* **EXERCISE INSTRUCTIONS**:
Reproduce the entries in full. Exclude all images from the copy.

Image point grounding data:
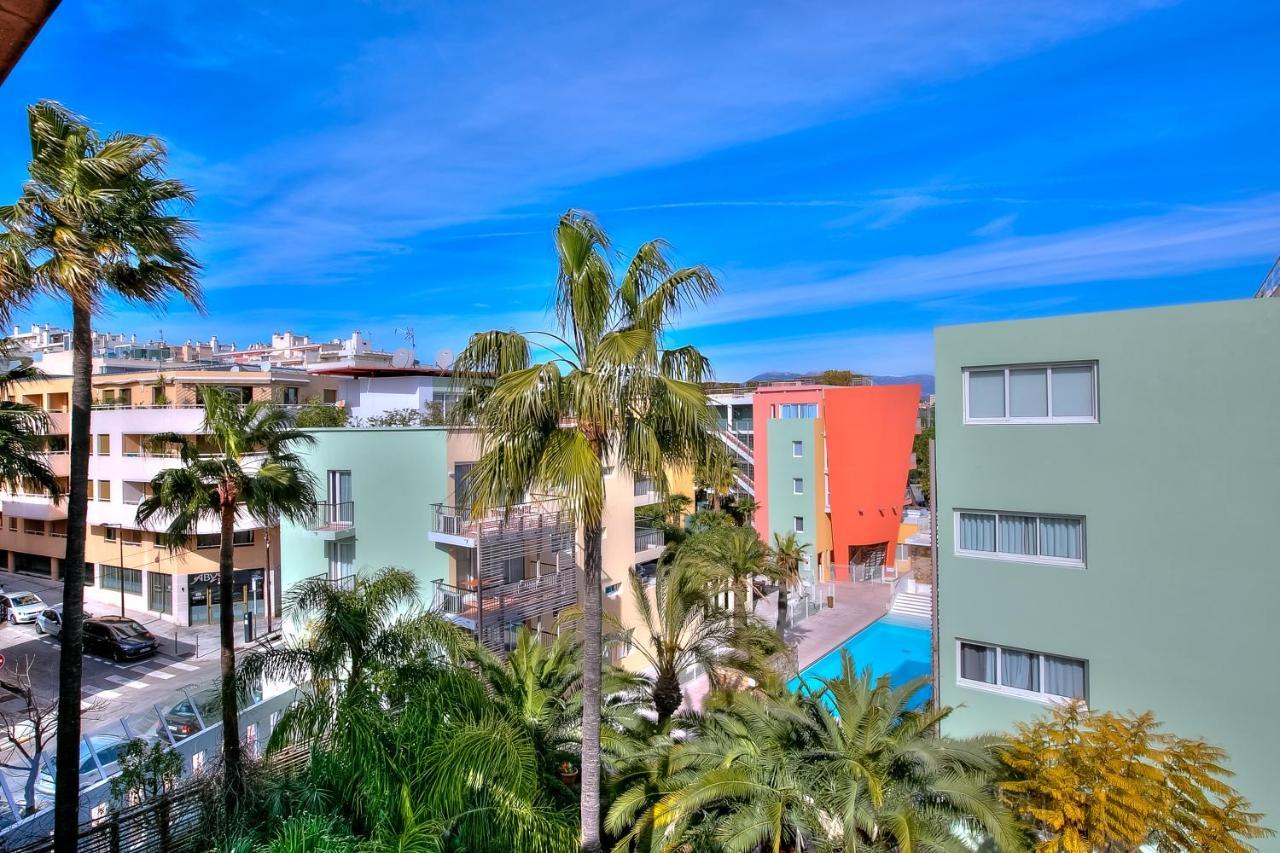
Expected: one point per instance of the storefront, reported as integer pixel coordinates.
(248, 594)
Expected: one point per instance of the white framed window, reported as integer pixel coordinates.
(1032, 393)
(1022, 537)
(1020, 673)
(799, 410)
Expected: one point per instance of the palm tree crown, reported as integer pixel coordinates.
(608, 391)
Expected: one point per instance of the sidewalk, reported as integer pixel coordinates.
(178, 641)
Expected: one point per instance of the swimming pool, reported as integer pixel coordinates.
(891, 646)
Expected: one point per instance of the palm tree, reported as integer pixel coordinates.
(609, 389)
(785, 560)
(734, 557)
(714, 474)
(95, 218)
(243, 463)
(22, 438)
(348, 637)
(686, 629)
(886, 781)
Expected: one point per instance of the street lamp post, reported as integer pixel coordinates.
(119, 569)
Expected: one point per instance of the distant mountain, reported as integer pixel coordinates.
(923, 379)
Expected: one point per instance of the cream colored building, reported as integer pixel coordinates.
(120, 555)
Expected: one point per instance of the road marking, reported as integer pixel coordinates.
(159, 674)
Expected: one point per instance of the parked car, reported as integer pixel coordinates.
(108, 751)
(21, 607)
(119, 638)
(182, 720)
(50, 620)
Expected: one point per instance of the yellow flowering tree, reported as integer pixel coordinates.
(1089, 781)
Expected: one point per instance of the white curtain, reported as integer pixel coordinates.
(1073, 392)
(978, 662)
(1061, 538)
(1019, 670)
(986, 393)
(977, 532)
(1018, 534)
(1028, 393)
(1064, 676)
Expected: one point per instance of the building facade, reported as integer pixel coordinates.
(831, 465)
(1101, 480)
(124, 564)
(397, 496)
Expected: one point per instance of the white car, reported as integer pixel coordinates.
(22, 607)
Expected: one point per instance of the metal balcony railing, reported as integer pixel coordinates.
(334, 515)
(649, 538)
(485, 605)
(542, 514)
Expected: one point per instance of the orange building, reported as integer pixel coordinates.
(831, 465)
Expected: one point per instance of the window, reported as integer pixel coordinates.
(1028, 538)
(342, 560)
(1063, 393)
(132, 579)
(159, 592)
(1048, 678)
(799, 410)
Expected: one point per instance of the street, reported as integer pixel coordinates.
(115, 698)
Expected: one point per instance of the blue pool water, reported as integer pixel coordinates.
(891, 646)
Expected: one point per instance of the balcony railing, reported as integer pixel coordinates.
(480, 606)
(334, 515)
(649, 538)
(542, 514)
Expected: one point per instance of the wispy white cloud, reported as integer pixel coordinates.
(472, 112)
(1183, 241)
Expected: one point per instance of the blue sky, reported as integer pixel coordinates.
(856, 173)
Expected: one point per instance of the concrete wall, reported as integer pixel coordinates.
(396, 475)
(1175, 610)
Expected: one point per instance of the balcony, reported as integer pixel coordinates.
(542, 523)
(333, 520)
(649, 543)
(487, 610)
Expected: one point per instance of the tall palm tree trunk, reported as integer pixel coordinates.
(72, 637)
(593, 625)
(227, 625)
(784, 606)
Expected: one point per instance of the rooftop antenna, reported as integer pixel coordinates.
(1270, 282)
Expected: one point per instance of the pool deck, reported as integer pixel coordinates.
(858, 605)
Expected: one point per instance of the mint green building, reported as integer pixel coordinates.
(1106, 492)
(378, 487)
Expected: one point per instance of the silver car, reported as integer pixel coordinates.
(22, 607)
(50, 621)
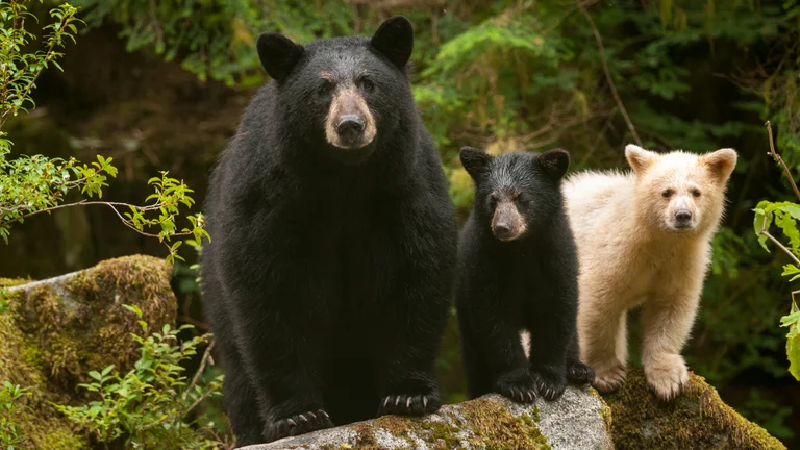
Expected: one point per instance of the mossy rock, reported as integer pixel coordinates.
(698, 419)
(487, 423)
(60, 329)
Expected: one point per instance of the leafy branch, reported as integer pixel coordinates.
(785, 215)
(32, 185)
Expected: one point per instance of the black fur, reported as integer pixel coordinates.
(329, 271)
(529, 283)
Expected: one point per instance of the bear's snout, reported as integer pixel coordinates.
(350, 123)
(507, 223)
(683, 218)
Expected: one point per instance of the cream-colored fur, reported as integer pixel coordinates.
(632, 252)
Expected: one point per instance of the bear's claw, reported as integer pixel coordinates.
(298, 424)
(580, 373)
(517, 386)
(549, 387)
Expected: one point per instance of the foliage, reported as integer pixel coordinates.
(11, 403)
(785, 216)
(35, 184)
(152, 405)
(19, 70)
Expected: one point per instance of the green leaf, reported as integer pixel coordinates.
(793, 340)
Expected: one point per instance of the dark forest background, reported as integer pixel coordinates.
(160, 85)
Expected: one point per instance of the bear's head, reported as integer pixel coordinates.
(680, 191)
(516, 193)
(344, 95)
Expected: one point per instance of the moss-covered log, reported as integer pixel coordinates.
(57, 330)
(493, 423)
(698, 419)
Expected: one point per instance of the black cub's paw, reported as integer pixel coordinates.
(580, 373)
(517, 385)
(413, 399)
(549, 387)
(298, 424)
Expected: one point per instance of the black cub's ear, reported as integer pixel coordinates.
(277, 54)
(395, 40)
(554, 162)
(474, 160)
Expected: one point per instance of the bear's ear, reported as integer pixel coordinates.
(474, 160)
(395, 40)
(638, 158)
(278, 55)
(555, 162)
(720, 163)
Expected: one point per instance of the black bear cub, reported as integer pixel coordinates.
(333, 241)
(517, 271)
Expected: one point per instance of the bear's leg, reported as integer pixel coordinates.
(603, 341)
(549, 343)
(667, 322)
(281, 334)
(413, 330)
(478, 380)
(239, 398)
(577, 371)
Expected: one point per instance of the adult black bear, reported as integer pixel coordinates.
(517, 270)
(333, 240)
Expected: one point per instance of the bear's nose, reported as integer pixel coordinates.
(683, 217)
(502, 230)
(350, 125)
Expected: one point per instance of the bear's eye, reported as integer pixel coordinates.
(325, 87)
(367, 85)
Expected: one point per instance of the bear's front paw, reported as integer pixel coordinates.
(549, 386)
(579, 373)
(517, 385)
(610, 379)
(666, 375)
(297, 424)
(412, 401)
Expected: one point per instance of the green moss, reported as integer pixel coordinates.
(54, 335)
(698, 419)
(605, 410)
(8, 282)
(496, 429)
(482, 423)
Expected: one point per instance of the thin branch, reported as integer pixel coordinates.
(609, 80)
(779, 160)
(772, 239)
(111, 205)
(780, 246)
(200, 370)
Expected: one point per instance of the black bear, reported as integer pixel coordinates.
(517, 271)
(333, 241)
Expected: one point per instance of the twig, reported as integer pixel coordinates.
(772, 239)
(779, 160)
(609, 80)
(111, 205)
(200, 370)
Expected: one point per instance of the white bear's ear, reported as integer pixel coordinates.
(555, 162)
(474, 160)
(395, 40)
(277, 54)
(638, 158)
(720, 163)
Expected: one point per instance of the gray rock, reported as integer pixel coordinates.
(574, 422)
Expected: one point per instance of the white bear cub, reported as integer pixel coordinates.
(644, 238)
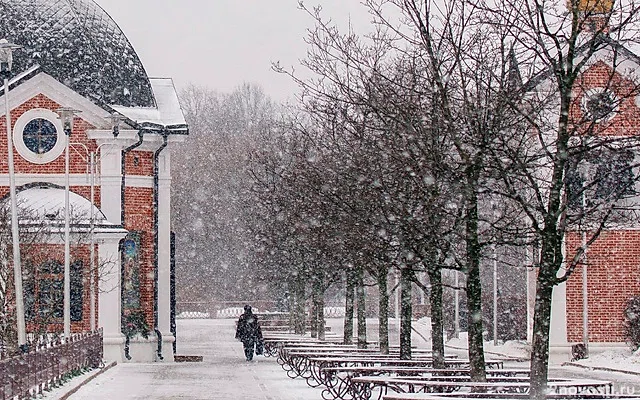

* **RESPONSE TO THIS TASK**:
Expected: one point per instance of the storefront, reported as integer pixel coordinates.
(248, 594)
Expected: one point per instance of the white framed window, reported as integer pixel coordinates.
(1032, 393)
(1022, 537)
(1020, 673)
(799, 410)
Expected: one point per instance of the palm tree crown, reported as integer pixel coordinates.
(608, 391)
Expected: one point per instance of the sidewalk, reported as integer pixel coordinates.
(178, 641)
Expected: one point per instance of the swimming pool, reported as integer pixel coordinates.
(891, 646)
Expected: one point per instance of the palm tree, reported as integer pixel coordinates.
(609, 389)
(785, 560)
(734, 557)
(714, 474)
(95, 218)
(243, 463)
(22, 438)
(348, 637)
(686, 629)
(886, 781)
Expected: one point per instance of the street lamp post, reported as integer pixel coordinates.
(119, 569)
Expected: one point per instance of the distant mountain, reported as integer pixel coordinates.
(923, 379)
Expected: one point per instance of the cream colored building, reported as integer pixel coordinates.
(120, 555)
Expected: one point per instance of the road marking, reported as integer pixel coordinates.
(159, 674)
Expected: one point per instance of the parked car, reported as integer pixel coordinates.
(108, 751)
(21, 607)
(119, 638)
(182, 720)
(50, 620)
Expected: one point per instance of the yellow flowering tree, reported as integer pixel coordinates.
(1089, 781)
Expected: one point per instance of the white curtain, reported as integer pixel coordinates.
(1073, 392)
(978, 662)
(1061, 538)
(1019, 670)
(986, 393)
(977, 532)
(1018, 534)
(1028, 393)
(1064, 676)
Expected: one point per instance of the building facade, reported as integer pixel coordinates.
(831, 465)
(1101, 480)
(124, 564)
(397, 496)
Expected: one point per instance of the white car, reported as integer pixel coordinates.
(22, 607)
Expected: one point per instance of the metal balcony railing, reported as integer pixel coordinates.
(334, 515)
(649, 538)
(485, 605)
(542, 514)
Expected: one point per instance of the orange building, reported as integer pixel coordinates.
(831, 465)
Expected: one point per instance of the window, reported as integer pixel coordinates.
(1028, 538)
(342, 560)
(1063, 393)
(132, 579)
(159, 592)
(1048, 678)
(799, 410)
Expected: one point per instance of the street, reported as integer pixel coordinates.
(115, 698)
Expected: one point per instance of the blue pool water, reported as integer pixel coordinates.
(891, 646)
Expected: one point per instance of the balcony railing, reported as integer pixel coordinates.
(480, 606)
(334, 515)
(649, 538)
(542, 514)
Expected: one point per instance of the wispy white cloud, reported as integer pixel coordinates.
(472, 112)
(1183, 241)
Expected: one point per instance of the blue sky, reported as integer pixel coordinates.
(856, 173)
Expected: one point per instance of the concrete wall, reported as integer pixel coordinates.
(396, 475)
(1175, 610)
Expected: one point per instance of the balcony, reported as integer pixel coordinates.
(542, 523)
(333, 520)
(649, 543)
(487, 610)
Expected: one point per instance of the tall palm tree trunk, reported as integer pixel coordinates.
(72, 637)
(593, 625)
(227, 625)
(784, 606)
Expected: one point per instance of the rooftop antenna, reported as integer pixel coordinates.
(1270, 282)
Expected: one point per instance of the pool deck, reported as integer pixel coordinates.
(858, 605)
Expected: one point per instance of the mint green building, reported as integer pixel coordinates.
(1106, 492)
(378, 487)
Expected: one point per instance of the silver car, reported as integer pixel coordinates.
(22, 607)
(50, 621)
Expected: one point per instance of the mossy rock, reported as integer pixel coordinates.
(698, 419)
(487, 423)
(60, 329)
Expected: one point per instance of the leafy branch, reported as integer pixel coordinates.
(785, 215)
(32, 185)
Expected: one point per instance of the black fur, reported as integer pixel coordinates.
(329, 271)
(529, 283)
Expected: one point per instance of the bear's snout, reported as integer pixel coordinates.
(350, 123)
(507, 223)
(683, 218)
Expected: one point per instance of the cream-colored fur, reported as integer pixel coordinates.
(632, 252)
Expected: one point per instance of the bear's claw, reported as integer pixel coordinates.
(298, 424)
(580, 373)
(517, 386)
(549, 387)
Expected: one point per instance of the foliage, reported as integer pixel coordinates.
(11, 403)
(785, 216)
(35, 184)
(152, 405)
(19, 70)
Expected: one point per instance of the green leaf, reported as integer pixel coordinates.
(793, 340)
Expected: one point per instance of the dark forest background, reported as integer pixel coordinates.
(160, 85)
Expected: one point per instance of the bear's head, reported as integer pixel coordinates.
(680, 191)
(516, 193)
(344, 95)
Expected: one point per instance of the moss-covered log, reported as integer pixel coordinates.
(57, 330)
(493, 423)
(698, 419)
Expected: one point per instance of the black cub's paw, reported as integer pixel coordinates.
(580, 373)
(517, 385)
(413, 399)
(549, 387)
(298, 424)
Expected: one point per instance of the black cub's ear, reported as integer pixel coordinates.
(277, 54)
(395, 40)
(554, 162)
(474, 160)
Expected: one point per instance of the bear's ear, reported as integer pixel coordinates.
(474, 160)
(395, 40)
(638, 158)
(278, 55)
(555, 162)
(720, 163)
Expected: one point per instance of the black bear cub, reported as integer pixel coordinates.
(333, 241)
(517, 271)
Expected: one point per instance of the bear's leg, reported as integer pixel coordinates.
(603, 341)
(549, 343)
(667, 322)
(281, 334)
(413, 330)
(478, 380)
(239, 398)
(577, 371)
Expected: one point per instance of the adult black bear, reported as integer pixel coordinates.
(517, 270)
(333, 240)
Expected: one point per instance of the bear's nose, reported as integer pixel coordinates.
(683, 217)
(502, 230)
(350, 125)
Expected: one point per instance of the bear's eye, reported as integer pixel coordinates.
(325, 87)
(367, 85)
Expected: one point per instance of the bear's front paw, reported as integer pixel coordinates.
(549, 386)
(579, 373)
(517, 385)
(610, 379)
(666, 375)
(297, 424)
(412, 401)
Expected: one point per instance of the green moss, reported as integer pixel coordinates.
(54, 335)
(698, 419)
(605, 410)
(8, 282)
(496, 429)
(482, 423)
Expected: one point per instance of the thin branch, reported as integer pixel coordinates.
(609, 80)
(779, 160)
(772, 239)
(111, 205)
(780, 246)
(200, 370)
Expected: one point per instance of the black bear, reported as integer pixel coordinates.
(517, 271)
(333, 241)
Expected: one point per instance of the twig, reported as integer pixel coordinates.
(772, 239)
(779, 160)
(609, 80)
(111, 205)
(200, 370)
Expected: one point per instance of the white bear's ear, reported as integer pixel coordinates.
(555, 162)
(474, 160)
(395, 40)
(277, 54)
(638, 158)
(720, 163)
Expected: one point per instance of the gray rock, reported as integer pixel coordinates.
(574, 422)
Expected: one point per instance of the white bear cub, reported as integer pixel coordinates.
(644, 238)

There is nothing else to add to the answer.